*What is being asked*.
In the material below, repeat only the lines from the one that holds "[point] at the white cloud" through the final line, exactly as they stand.

--*--

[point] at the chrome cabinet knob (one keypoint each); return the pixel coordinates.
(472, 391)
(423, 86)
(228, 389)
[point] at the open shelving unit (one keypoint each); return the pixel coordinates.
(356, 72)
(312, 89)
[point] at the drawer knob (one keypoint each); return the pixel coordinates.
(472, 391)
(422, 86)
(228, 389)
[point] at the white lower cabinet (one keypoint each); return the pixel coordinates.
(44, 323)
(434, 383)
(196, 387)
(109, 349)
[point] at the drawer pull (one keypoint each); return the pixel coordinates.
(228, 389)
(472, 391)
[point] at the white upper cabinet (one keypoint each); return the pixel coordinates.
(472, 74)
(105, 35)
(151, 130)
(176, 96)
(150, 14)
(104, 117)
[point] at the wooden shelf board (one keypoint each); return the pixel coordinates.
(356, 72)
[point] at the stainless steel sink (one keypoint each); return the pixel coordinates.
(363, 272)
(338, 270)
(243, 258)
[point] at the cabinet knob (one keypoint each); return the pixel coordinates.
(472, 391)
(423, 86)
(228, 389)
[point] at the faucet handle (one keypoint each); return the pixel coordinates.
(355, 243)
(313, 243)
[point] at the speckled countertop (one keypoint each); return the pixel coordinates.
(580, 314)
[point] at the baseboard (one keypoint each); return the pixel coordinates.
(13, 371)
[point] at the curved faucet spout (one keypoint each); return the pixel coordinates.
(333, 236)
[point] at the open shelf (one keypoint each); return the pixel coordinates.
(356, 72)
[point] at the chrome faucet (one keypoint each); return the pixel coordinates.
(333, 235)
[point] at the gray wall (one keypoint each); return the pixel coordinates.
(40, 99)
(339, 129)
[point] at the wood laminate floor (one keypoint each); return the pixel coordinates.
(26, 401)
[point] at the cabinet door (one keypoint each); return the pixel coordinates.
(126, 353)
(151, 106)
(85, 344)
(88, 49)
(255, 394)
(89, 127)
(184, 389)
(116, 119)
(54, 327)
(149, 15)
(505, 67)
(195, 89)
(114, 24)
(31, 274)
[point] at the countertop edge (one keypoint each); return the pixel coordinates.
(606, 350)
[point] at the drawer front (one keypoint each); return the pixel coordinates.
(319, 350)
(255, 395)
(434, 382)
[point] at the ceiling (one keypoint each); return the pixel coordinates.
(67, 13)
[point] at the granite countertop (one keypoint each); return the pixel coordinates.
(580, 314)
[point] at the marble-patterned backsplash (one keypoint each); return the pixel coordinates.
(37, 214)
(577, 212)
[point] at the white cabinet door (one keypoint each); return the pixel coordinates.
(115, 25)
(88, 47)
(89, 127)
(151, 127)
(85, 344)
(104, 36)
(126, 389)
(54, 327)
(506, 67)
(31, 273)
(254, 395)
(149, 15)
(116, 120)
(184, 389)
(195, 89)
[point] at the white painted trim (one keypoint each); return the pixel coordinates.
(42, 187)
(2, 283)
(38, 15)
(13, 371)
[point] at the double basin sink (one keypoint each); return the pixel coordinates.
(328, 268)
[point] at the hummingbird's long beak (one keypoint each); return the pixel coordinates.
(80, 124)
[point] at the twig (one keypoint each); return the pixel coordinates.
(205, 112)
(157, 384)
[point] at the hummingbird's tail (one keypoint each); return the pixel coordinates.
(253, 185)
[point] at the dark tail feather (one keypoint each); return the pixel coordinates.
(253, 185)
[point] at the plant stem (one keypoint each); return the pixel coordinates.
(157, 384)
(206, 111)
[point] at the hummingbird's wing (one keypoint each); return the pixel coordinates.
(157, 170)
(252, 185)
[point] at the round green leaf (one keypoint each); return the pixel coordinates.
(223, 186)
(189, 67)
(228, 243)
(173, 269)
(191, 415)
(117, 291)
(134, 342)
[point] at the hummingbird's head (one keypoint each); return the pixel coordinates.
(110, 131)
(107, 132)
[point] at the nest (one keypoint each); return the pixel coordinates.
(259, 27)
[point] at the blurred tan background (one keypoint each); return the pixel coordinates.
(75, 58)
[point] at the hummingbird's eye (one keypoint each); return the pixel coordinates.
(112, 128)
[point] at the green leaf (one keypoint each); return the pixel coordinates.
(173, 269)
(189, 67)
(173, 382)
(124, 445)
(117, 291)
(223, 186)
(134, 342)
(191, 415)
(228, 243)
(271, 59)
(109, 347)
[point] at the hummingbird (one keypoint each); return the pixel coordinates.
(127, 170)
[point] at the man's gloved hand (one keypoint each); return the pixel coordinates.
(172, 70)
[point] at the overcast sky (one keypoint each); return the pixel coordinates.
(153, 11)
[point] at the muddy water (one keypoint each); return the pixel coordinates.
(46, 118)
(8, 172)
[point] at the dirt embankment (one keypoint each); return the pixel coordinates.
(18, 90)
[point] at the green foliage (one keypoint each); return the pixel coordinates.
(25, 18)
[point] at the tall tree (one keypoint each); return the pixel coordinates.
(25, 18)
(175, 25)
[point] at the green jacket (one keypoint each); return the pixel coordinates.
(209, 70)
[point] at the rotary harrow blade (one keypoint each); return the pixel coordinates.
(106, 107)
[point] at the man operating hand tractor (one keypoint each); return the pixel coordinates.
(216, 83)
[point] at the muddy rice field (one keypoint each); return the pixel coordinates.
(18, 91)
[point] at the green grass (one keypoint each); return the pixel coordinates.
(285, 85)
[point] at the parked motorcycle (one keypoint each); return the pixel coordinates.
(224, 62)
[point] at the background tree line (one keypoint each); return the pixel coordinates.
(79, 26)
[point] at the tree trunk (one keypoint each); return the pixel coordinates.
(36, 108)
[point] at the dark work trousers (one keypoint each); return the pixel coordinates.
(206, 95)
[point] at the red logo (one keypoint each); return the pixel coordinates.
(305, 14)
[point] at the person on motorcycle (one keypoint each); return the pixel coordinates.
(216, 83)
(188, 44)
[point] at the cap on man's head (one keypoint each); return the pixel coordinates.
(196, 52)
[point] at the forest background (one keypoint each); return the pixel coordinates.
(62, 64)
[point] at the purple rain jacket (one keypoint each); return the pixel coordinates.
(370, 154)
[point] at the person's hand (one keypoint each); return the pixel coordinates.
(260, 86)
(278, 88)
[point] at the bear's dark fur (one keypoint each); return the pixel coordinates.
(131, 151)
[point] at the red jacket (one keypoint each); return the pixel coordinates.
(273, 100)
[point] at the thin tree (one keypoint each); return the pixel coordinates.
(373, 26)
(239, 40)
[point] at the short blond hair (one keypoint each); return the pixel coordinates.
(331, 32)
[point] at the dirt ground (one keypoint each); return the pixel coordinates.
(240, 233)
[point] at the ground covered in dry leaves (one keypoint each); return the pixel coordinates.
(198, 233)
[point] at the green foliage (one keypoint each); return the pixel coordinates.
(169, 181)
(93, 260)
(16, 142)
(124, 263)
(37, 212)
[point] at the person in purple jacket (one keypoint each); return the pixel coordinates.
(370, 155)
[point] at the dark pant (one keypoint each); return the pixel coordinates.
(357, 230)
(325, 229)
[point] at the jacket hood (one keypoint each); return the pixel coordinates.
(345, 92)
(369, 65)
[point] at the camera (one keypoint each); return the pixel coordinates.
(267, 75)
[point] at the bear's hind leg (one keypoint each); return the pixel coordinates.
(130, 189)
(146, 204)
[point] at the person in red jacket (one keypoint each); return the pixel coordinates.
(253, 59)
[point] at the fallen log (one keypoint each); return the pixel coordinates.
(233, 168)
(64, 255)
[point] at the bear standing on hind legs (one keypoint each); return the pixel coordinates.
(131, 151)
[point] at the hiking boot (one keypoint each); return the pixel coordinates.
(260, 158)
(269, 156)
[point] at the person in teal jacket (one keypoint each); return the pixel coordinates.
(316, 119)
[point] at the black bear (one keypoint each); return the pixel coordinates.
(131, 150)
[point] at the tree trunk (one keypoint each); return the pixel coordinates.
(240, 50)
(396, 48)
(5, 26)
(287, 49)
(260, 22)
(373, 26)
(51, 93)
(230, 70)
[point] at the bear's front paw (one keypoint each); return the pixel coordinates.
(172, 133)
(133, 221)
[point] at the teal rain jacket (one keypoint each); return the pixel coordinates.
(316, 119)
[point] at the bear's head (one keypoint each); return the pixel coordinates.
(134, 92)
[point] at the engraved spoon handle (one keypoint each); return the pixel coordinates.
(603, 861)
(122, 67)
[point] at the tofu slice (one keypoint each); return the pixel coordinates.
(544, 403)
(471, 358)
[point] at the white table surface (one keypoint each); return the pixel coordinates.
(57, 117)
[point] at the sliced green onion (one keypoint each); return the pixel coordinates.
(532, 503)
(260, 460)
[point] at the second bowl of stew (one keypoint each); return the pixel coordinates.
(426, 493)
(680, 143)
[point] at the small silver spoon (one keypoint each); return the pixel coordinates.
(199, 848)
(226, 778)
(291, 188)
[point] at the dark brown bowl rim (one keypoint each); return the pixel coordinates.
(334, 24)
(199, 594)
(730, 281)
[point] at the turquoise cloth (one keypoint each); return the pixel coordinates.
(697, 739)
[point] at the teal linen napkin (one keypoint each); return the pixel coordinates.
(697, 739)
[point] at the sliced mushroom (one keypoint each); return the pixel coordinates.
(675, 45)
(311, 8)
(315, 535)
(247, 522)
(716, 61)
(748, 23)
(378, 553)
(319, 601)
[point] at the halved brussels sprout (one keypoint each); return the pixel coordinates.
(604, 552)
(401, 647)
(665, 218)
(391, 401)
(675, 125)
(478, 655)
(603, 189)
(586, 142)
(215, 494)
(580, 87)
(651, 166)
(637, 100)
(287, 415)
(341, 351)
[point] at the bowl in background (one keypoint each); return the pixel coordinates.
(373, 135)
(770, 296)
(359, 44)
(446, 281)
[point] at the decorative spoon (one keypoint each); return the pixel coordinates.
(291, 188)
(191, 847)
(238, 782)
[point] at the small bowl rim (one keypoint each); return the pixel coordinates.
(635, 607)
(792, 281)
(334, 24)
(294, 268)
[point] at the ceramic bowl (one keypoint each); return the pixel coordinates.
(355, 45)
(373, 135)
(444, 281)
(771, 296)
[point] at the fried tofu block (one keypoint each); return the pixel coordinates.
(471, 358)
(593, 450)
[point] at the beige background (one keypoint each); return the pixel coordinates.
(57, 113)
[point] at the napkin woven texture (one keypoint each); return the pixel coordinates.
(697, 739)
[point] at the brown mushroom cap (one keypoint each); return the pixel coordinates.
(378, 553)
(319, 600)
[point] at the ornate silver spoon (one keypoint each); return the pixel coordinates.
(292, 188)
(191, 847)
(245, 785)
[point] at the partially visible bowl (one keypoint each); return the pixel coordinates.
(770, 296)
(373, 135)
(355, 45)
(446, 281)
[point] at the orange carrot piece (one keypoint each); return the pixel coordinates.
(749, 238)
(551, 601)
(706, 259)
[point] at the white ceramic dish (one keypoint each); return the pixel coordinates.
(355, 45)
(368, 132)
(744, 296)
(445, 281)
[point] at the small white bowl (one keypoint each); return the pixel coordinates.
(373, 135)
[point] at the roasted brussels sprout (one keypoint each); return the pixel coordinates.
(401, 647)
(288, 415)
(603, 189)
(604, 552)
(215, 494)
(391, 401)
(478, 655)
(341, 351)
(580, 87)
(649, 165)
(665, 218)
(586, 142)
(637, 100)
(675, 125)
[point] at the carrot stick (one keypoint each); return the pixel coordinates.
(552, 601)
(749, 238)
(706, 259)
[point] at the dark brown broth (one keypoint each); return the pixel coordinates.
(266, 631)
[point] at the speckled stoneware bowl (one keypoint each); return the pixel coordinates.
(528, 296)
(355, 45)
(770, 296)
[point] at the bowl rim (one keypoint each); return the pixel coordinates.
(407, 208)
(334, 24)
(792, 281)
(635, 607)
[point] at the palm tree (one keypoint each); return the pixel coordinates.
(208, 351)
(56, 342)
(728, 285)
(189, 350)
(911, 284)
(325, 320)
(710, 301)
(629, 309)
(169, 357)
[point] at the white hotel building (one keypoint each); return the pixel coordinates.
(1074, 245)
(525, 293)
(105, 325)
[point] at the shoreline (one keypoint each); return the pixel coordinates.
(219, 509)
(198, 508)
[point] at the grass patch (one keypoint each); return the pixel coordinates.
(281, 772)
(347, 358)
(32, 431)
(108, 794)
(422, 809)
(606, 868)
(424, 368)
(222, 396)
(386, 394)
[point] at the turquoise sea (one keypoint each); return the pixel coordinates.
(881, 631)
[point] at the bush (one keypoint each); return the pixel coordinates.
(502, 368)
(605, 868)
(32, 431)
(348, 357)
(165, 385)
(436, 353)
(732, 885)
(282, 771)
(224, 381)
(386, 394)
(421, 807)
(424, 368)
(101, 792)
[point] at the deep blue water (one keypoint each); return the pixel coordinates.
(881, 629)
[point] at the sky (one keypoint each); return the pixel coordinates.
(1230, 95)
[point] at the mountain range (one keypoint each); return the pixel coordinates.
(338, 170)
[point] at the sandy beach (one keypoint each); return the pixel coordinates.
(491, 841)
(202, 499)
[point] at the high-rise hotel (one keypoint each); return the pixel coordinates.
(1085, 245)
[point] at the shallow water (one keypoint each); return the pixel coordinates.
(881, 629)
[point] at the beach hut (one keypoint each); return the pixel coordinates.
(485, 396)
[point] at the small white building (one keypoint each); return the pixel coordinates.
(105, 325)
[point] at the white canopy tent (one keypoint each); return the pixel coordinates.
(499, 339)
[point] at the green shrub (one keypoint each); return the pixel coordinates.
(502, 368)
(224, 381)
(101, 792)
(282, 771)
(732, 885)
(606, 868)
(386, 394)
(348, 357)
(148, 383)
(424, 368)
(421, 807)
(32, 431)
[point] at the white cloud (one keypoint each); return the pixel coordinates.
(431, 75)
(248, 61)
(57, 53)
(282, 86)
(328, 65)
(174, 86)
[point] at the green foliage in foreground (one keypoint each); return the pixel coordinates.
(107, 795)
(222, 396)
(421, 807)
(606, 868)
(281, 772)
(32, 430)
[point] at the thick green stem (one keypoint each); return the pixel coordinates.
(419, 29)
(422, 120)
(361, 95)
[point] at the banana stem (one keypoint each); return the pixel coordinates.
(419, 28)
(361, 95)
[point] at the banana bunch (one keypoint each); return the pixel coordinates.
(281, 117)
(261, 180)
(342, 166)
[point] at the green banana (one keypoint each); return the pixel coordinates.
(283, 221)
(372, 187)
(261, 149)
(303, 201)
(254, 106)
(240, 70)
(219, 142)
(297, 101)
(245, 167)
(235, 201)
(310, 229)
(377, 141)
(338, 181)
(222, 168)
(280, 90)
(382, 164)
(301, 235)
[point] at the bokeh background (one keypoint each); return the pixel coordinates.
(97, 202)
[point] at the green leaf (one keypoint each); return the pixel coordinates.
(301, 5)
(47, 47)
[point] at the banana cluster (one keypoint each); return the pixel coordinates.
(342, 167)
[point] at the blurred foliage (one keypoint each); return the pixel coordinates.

--*--

*Exercise response*.
[point] at the white cloud (one keypoint each); return the pixel coordinates.
(431, 75)
(248, 61)
(57, 53)
(282, 86)
(328, 65)
(174, 86)
[point] at the green foliage in foreground (one keypoint each); return the pixel coordinates.
(107, 795)
(222, 396)
(421, 807)
(606, 868)
(281, 772)
(32, 430)
[point] at the thick green stem (one keypoint each); return the pixel coordinates.
(419, 29)
(422, 120)
(361, 95)
[point] at the banana stem (one keypoint each); return the pixel coordinates.
(419, 28)
(361, 95)
[point] at the banana bunch (one keypoint each); return the pixel coordinates.
(281, 117)
(261, 180)
(342, 166)
[point] at the green banana (one keypoint each); return the pixel coordinates.
(283, 221)
(372, 187)
(261, 149)
(303, 201)
(254, 106)
(240, 70)
(219, 142)
(297, 101)
(245, 167)
(235, 201)
(310, 229)
(377, 141)
(338, 181)
(222, 168)
(280, 90)
(382, 164)
(301, 235)
[point] at the bokeh background (one keypoint each); return the pixel coordinates.
(97, 202)
[point] at the green leaf (one keypoint each); return the pixel coordinates.
(301, 5)
(47, 47)
[point] at the banana cluster (one keypoint each); return the pixel coordinates.
(342, 167)
[point] at the blurred foliage (one keypoint each); return the pixel coordinates.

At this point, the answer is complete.